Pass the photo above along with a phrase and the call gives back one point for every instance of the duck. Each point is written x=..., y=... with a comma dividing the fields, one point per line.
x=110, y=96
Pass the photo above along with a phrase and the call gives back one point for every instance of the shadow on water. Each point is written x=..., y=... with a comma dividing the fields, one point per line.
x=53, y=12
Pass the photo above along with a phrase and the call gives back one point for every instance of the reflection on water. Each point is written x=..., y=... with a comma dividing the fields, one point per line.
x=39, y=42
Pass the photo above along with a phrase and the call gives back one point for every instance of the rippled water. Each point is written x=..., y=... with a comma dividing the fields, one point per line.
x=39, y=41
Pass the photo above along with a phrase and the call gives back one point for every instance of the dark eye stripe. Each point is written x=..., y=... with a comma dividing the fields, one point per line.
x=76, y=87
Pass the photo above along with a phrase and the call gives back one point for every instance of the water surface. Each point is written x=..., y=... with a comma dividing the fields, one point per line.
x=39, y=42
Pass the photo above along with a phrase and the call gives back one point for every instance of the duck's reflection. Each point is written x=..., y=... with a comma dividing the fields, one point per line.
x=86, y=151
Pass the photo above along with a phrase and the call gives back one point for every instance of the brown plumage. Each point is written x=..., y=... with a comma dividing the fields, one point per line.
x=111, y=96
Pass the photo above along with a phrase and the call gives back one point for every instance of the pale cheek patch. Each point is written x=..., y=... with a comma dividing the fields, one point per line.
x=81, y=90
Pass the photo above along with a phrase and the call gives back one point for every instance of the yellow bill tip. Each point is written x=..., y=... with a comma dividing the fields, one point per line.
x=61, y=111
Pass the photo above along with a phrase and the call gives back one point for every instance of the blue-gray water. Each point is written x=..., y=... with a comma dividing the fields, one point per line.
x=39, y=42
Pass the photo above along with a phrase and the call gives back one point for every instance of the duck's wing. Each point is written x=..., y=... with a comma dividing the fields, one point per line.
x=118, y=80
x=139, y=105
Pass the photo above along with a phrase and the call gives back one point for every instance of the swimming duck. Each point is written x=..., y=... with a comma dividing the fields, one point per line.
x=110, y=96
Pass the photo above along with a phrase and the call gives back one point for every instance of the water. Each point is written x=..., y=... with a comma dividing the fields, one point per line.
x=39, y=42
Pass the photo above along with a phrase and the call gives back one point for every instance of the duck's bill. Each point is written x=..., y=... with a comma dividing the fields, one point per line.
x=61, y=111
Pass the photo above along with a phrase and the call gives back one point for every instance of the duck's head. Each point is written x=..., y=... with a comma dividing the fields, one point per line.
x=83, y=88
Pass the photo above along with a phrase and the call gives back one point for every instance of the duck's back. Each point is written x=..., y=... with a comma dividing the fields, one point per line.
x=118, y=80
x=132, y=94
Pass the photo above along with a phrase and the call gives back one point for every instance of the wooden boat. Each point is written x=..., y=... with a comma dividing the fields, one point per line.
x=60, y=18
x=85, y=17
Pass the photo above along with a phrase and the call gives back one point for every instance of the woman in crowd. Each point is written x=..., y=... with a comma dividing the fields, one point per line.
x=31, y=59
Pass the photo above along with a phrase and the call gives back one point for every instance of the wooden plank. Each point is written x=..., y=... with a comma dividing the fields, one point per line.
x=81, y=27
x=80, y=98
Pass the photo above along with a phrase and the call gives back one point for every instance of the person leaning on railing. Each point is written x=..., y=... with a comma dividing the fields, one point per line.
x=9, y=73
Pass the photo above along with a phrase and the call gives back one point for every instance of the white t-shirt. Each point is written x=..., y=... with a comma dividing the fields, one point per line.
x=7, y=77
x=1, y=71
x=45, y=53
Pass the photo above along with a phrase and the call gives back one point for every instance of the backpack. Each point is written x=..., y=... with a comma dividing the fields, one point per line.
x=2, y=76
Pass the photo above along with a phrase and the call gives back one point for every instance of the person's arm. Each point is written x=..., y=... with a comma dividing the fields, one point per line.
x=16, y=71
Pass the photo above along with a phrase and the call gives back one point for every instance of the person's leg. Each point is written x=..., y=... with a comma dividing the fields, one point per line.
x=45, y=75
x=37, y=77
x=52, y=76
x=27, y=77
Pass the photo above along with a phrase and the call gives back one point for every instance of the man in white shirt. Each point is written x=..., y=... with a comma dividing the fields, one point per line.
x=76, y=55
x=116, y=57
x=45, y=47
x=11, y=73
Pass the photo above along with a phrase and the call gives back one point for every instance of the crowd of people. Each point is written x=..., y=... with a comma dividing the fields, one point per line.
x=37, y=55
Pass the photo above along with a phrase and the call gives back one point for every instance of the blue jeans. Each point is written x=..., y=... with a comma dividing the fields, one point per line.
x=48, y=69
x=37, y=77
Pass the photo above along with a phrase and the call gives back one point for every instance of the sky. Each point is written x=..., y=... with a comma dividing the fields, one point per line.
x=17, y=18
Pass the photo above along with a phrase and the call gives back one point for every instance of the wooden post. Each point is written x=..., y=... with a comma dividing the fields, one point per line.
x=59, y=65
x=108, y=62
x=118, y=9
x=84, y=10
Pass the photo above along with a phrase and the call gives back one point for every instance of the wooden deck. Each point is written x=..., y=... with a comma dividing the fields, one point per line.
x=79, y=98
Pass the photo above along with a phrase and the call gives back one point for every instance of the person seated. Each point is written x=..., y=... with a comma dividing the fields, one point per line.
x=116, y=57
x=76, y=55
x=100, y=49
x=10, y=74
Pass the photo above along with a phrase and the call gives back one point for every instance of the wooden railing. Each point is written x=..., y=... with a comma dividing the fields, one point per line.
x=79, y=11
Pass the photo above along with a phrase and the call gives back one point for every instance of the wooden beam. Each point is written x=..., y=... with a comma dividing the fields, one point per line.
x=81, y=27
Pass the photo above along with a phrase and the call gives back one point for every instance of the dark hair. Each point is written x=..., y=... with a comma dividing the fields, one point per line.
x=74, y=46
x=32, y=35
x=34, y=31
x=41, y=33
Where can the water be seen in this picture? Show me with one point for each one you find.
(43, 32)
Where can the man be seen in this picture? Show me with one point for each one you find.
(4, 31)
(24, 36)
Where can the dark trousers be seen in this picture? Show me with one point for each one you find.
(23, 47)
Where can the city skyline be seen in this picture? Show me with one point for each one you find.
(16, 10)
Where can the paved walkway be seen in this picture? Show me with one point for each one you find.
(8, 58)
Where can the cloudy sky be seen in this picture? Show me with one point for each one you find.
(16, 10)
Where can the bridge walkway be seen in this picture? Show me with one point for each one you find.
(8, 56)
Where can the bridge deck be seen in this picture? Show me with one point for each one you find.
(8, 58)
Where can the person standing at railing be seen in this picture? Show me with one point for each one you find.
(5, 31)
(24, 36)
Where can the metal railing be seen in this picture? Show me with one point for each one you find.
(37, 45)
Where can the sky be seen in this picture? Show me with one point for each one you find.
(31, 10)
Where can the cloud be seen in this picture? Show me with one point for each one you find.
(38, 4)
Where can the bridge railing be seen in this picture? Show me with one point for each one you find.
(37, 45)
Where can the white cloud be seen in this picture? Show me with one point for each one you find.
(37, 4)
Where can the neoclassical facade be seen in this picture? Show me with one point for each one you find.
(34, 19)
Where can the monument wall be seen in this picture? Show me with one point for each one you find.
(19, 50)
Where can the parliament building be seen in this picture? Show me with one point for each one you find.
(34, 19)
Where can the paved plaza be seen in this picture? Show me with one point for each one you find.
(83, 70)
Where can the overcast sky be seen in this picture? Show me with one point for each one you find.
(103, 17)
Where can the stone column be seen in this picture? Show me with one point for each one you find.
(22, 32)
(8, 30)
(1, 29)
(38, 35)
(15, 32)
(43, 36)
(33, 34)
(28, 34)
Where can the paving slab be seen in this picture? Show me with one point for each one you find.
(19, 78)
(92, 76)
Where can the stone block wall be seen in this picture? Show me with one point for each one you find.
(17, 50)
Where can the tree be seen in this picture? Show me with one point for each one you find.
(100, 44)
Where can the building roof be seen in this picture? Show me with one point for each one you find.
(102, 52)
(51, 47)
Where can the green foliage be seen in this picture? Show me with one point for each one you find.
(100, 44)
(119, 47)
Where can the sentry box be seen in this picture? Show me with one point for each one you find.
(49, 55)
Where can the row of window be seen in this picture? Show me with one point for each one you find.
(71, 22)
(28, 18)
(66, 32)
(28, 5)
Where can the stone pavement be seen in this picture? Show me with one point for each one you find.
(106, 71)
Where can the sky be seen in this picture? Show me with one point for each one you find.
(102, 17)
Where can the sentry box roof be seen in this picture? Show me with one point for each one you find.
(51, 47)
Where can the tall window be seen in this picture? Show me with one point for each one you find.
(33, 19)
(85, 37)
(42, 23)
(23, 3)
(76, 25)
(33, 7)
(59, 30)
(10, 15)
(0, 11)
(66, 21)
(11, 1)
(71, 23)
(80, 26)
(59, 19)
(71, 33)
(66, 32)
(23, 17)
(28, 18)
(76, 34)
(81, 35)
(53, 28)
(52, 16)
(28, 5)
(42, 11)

++++

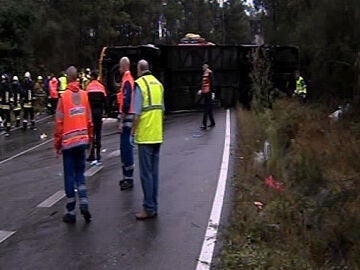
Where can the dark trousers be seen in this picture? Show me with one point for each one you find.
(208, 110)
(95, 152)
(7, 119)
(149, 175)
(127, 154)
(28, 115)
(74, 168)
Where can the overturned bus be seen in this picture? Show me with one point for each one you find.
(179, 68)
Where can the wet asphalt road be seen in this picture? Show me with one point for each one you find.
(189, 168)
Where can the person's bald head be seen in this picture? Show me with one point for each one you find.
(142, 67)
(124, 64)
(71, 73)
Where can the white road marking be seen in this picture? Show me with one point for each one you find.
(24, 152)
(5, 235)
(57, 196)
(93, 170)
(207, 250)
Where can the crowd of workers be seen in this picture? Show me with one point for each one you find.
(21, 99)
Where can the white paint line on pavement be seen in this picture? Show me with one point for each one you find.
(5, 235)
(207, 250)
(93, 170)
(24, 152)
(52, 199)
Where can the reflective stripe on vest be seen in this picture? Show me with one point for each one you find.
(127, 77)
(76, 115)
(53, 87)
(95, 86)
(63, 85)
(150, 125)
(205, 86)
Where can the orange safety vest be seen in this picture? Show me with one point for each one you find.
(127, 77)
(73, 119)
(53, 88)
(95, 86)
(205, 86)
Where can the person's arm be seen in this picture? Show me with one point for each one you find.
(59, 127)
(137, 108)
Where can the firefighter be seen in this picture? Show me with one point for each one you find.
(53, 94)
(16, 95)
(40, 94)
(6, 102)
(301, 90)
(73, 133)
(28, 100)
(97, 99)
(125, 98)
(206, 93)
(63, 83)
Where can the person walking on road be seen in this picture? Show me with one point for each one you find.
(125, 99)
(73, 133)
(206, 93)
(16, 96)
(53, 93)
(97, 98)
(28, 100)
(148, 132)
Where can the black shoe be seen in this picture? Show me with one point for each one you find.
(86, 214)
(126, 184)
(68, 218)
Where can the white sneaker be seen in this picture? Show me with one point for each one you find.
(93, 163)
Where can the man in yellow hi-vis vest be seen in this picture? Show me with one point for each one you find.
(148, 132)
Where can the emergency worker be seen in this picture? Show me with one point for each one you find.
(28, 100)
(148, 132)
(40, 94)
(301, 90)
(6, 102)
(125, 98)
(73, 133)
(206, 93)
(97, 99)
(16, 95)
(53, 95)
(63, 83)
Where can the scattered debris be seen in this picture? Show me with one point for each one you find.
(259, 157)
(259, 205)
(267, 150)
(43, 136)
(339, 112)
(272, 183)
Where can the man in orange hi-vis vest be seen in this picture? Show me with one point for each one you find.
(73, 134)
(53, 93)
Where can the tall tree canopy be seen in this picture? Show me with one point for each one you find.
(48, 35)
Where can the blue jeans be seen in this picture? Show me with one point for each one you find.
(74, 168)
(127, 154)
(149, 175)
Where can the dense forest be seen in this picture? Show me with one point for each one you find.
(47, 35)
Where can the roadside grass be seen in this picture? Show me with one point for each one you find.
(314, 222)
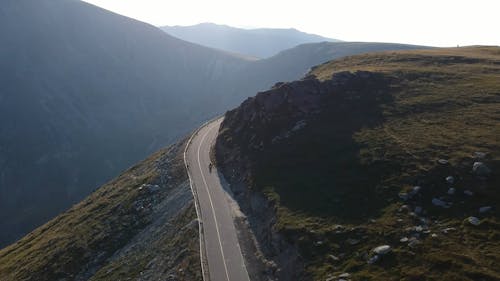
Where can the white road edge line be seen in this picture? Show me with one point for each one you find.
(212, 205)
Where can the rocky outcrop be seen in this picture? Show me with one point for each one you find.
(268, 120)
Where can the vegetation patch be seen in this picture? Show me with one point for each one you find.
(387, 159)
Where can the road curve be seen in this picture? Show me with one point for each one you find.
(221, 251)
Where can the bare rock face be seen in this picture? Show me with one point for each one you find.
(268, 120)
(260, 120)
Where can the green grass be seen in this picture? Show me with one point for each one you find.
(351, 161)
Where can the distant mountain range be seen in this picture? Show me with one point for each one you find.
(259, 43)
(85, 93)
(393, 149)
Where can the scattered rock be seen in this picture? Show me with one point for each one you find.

++++

Exercise objective -
Going back to the entries above, set down exactly the lines that begin at the one with "Where can the white road edge" and end at the one with "Where can the scattered rock", both included, and nothing else.

Solved problem -
Where can the white road edge line be seen in this picture? Show me with one point for each one you find.
(212, 205)
Where can the rocky outcrop be seen in this picture? Show me with one point for each one you find.
(268, 120)
Where can the vegetation patch be seen in this picture? Show me with one point for each one you find.
(387, 159)
Where can the road curve be seen in this picture? Show me with one point for each one you find.
(221, 251)
Where can the bare rock face be seen in this picture? Show me with one point for each one you find.
(268, 120)
(260, 120)
Where can the green grass be seen in this picture? Show me with one point for each one you find.
(351, 161)
Where can the distant mountain range be seen in this picture? Show me with one point for each one you find.
(259, 43)
(85, 93)
(393, 149)
Where can the scattered rock be seen in this picture? Show me with one point for each one you find.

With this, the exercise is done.